- To be done
What follows is a block of records; restate each one word for word.

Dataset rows
-.-.-

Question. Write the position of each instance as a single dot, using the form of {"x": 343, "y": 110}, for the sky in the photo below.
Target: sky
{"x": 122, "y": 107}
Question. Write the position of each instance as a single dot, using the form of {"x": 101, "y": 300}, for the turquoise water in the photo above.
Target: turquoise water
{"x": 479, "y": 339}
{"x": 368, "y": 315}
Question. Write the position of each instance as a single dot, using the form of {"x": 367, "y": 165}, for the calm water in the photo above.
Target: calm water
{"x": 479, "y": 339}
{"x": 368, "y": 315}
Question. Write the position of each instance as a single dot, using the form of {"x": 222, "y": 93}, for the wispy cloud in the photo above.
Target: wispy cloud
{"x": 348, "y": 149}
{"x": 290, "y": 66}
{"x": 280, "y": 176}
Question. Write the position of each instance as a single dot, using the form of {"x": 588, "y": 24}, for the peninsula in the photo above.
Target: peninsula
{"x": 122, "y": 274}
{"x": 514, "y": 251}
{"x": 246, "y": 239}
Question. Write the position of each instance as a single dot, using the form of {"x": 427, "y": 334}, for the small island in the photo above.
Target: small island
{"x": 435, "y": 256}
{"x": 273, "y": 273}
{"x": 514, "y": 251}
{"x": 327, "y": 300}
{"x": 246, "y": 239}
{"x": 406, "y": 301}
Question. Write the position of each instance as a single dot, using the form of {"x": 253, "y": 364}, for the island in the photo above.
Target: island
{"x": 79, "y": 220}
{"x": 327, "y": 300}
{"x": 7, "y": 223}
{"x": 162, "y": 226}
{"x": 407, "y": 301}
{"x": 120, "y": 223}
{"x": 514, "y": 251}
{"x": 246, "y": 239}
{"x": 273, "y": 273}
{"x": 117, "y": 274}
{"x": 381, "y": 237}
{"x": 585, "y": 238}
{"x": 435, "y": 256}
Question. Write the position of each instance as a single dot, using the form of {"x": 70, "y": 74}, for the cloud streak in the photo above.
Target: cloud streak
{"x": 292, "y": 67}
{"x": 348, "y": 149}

-.-.-

- Completed exercise
Question. Write the position of each instance as a single dot, using the form of {"x": 343, "y": 110}, for the sky in the photo below.
Target: sky
{"x": 122, "y": 107}
Question. Write the position of each instance as a single dot, using the form of {"x": 101, "y": 300}, for the turquoise water in the photo above.
Target: turquoise water
{"x": 479, "y": 339}
{"x": 368, "y": 315}
Question. Write the position of each instance as a single dot, using the form of {"x": 367, "y": 165}, for the calm water in the photo above.
Target: calm water
{"x": 479, "y": 339}
{"x": 368, "y": 315}
Question. Write the position of each instance as a single dot, using the form of {"x": 222, "y": 93}, for the wispy cloud in the photo above.
Target: wispy cloud
{"x": 348, "y": 149}
{"x": 290, "y": 66}
{"x": 280, "y": 176}
Question. Write the position of each instance as a single dot, using the form of {"x": 588, "y": 24}, for the peninsula in the photo above.
Target: peninsula
{"x": 122, "y": 274}
{"x": 514, "y": 251}
{"x": 246, "y": 239}
Question. Write the position of each instance as a single dot, using the form of {"x": 427, "y": 334}, for the small island in the photo above.
Target: small island
{"x": 435, "y": 256}
{"x": 273, "y": 273}
{"x": 514, "y": 251}
{"x": 327, "y": 300}
{"x": 246, "y": 239}
{"x": 406, "y": 301}
Question. Write the position of each instance as a single dot, using the form of {"x": 253, "y": 364}, for the island in the photo above.
Target: island
{"x": 79, "y": 220}
{"x": 327, "y": 300}
{"x": 7, "y": 223}
{"x": 162, "y": 226}
{"x": 407, "y": 301}
{"x": 120, "y": 223}
{"x": 514, "y": 251}
{"x": 246, "y": 239}
{"x": 273, "y": 273}
{"x": 117, "y": 274}
{"x": 381, "y": 237}
{"x": 585, "y": 238}
{"x": 435, "y": 256}
Question. Write the position of each instance as a single dot, using the form of {"x": 70, "y": 74}, for the cloud streak in the photo above.
Target: cloud streak
{"x": 292, "y": 67}
{"x": 348, "y": 149}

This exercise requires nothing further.